- PROVIDED RECORDS -
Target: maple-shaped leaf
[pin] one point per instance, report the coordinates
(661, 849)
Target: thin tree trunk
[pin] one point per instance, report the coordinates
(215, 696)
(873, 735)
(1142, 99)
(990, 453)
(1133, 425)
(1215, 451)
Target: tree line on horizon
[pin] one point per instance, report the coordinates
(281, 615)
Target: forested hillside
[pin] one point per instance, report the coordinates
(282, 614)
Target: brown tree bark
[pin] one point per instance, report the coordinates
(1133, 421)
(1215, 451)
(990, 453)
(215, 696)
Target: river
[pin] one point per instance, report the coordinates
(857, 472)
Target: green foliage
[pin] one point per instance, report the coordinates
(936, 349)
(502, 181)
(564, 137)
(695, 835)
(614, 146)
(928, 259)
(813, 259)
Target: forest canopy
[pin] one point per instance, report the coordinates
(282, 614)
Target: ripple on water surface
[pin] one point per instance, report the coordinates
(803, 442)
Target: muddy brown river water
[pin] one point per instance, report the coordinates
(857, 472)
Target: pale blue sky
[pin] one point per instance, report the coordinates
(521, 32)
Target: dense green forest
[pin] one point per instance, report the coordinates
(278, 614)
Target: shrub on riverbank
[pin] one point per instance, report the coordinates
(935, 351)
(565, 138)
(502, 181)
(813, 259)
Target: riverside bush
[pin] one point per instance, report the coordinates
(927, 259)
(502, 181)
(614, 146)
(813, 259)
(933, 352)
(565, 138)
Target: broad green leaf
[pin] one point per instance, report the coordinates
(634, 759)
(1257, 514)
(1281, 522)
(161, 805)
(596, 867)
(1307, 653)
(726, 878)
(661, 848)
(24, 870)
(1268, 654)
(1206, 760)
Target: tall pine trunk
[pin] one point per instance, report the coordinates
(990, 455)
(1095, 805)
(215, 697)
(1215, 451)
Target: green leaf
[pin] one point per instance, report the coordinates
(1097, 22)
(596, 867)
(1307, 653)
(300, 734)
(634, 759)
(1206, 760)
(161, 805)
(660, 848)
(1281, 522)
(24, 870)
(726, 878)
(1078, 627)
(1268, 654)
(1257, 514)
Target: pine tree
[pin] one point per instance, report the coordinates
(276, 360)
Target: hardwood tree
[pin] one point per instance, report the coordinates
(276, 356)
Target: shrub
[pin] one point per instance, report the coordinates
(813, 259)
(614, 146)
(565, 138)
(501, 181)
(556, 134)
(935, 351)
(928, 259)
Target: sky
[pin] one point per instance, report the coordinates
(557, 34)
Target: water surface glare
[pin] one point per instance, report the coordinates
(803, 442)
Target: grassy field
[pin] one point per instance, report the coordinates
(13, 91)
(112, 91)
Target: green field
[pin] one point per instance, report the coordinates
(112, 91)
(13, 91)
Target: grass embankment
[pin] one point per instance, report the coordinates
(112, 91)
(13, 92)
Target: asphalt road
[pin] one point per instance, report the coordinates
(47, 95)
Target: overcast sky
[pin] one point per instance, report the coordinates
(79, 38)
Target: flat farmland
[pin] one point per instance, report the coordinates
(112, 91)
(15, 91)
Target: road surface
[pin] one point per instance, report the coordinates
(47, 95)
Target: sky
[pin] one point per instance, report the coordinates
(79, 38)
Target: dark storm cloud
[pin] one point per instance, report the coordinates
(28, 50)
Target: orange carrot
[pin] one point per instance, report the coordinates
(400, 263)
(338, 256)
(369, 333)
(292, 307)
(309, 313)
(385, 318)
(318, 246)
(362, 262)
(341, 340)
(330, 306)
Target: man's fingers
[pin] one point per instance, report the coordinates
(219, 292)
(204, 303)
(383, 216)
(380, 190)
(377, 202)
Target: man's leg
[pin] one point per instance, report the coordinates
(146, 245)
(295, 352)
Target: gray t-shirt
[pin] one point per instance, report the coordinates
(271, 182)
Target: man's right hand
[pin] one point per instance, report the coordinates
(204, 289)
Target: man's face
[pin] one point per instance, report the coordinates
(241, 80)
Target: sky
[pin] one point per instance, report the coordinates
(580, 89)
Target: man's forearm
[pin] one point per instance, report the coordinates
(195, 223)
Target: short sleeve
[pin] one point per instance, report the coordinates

- WHAT IS REQUIRED -
Please repeat the listing exactly, with nothing left out.

- WORKED ANSWER -
Target: maple-shaped leaf
[pin] one point per instance, report the coordinates
(661, 849)
Target: thin tree trunk
[pin] one point per instance, report the coordinates
(215, 696)
(873, 735)
(1142, 99)
(990, 453)
(1133, 425)
(1215, 451)
Target: tree line on horizon
[pin] one point per instance, report the coordinates
(281, 615)
Target: forested hillside
[pin] one point per instance, report the coordinates
(282, 614)
Target: brown tree bark
[pin] one point per instance, report the coordinates
(1133, 421)
(1215, 451)
(990, 453)
(215, 696)
Target: river
[pin] one point per instance, report the coordinates
(857, 472)
Target: green foliage
[pin] one point per instance, report the coordinates
(936, 349)
(502, 181)
(564, 137)
(695, 835)
(614, 146)
(928, 259)
(813, 259)
Target: forest canopy
[pin] one point per instance, report the coordinates
(282, 614)
Target: ripple on water surface
[pin] one point per instance, report the coordinates
(803, 442)
Target: muddy brown river water
[pin] one point per instance, report the coordinates
(857, 472)
Target: pale blue sky
[pin] one point per instance, report the coordinates
(521, 32)
Target: dense green forest
[pin] one point per instance, report the coordinates
(278, 614)
Target: shrub on riverbank
[pin] one point per instance, report the coordinates
(935, 351)
(565, 138)
(502, 181)
(813, 259)
Target: riverside bush
[pin] one point per instance, report the coordinates
(927, 259)
(502, 181)
(614, 146)
(813, 259)
(933, 352)
(565, 138)
Target: broad green leaf
[pin] one point per instance, report the coordinates
(634, 759)
(1257, 514)
(1281, 522)
(161, 805)
(596, 867)
(1307, 653)
(726, 878)
(661, 848)
(24, 870)
(1268, 654)
(1206, 760)
Target: tall pine trunk
[pin] one point per instance, report the coordinates
(990, 455)
(1095, 805)
(215, 697)
(1215, 451)
Target: green leaf
[pin] one point per instance, report the coordinates
(1097, 22)
(596, 867)
(1307, 653)
(300, 734)
(634, 759)
(1206, 760)
(161, 805)
(660, 848)
(1281, 522)
(24, 870)
(726, 878)
(1078, 627)
(1268, 654)
(1257, 514)
Target: pine tree
[pin] one point per instance, report the coordinates
(276, 360)
Target: hardwood tree
[pin] one point per instance, report the coordinates
(276, 356)
Target: shrub
[pin] one point per instance, report the coordinates
(813, 259)
(614, 146)
(565, 138)
(501, 181)
(556, 134)
(935, 351)
(928, 259)
Target: sky
[pin] one point per instance, report the coordinates
(557, 34)
Target: water surface glare
[pin] one point per instance, report the coordinates
(803, 442)
Target: grassy field
[pin] one point per instance, report the coordinates
(13, 91)
(112, 91)
Target: green field
[pin] one point per instance, report the coordinates
(112, 91)
(13, 91)
Target: grass embankment
[pin] one point per instance, report the coordinates
(112, 91)
(13, 92)
Target: asphalt road
[pin] one point per instance, report the coordinates
(47, 95)
Target: overcast sky
[pin] one point per instance, report the coordinates
(79, 38)
Target: flat farmland
[pin] one point per instance, report the coordinates
(112, 91)
(15, 91)
Target: road surface
[pin] one point per instance, report the coordinates
(47, 95)
Target: sky
[pin] one point per instance, report the coordinates
(79, 38)
Target: dark storm cloud
[pin] one point per instance, report the coordinates
(28, 50)
Target: orange carrot
[pin] one point per instance, report the coordinates
(400, 263)
(338, 256)
(369, 333)
(292, 307)
(309, 313)
(385, 318)
(318, 246)
(362, 262)
(341, 340)
(330, 306)
Target: man's fingers
[pin] one point per instance, report the coordinates
(219, 292)
(204, 303)
(383, 216)
(380, 190)
(377, 202)
Target: man's leg
[pin] one point per instance, report the coordinates
(146, 245)
(295, 352)
Target: gray t-shirt
[pin] one point per instance, report the coordinates
(271, 182)
Target: man's right hand
[pin] one point per instance, report the coordinates
(204, 289)
Target: man's face
[pin] one point per instance, report the coordinates
(241, 80)
Target: sky
[pin] one point per instance, report the coordinates
(580, 89)
Target: man's forearm
[pin] one point per instance, report the coordinates
(195, 223)
Target: short sleeve
[pin] one point per instance, report the coordinates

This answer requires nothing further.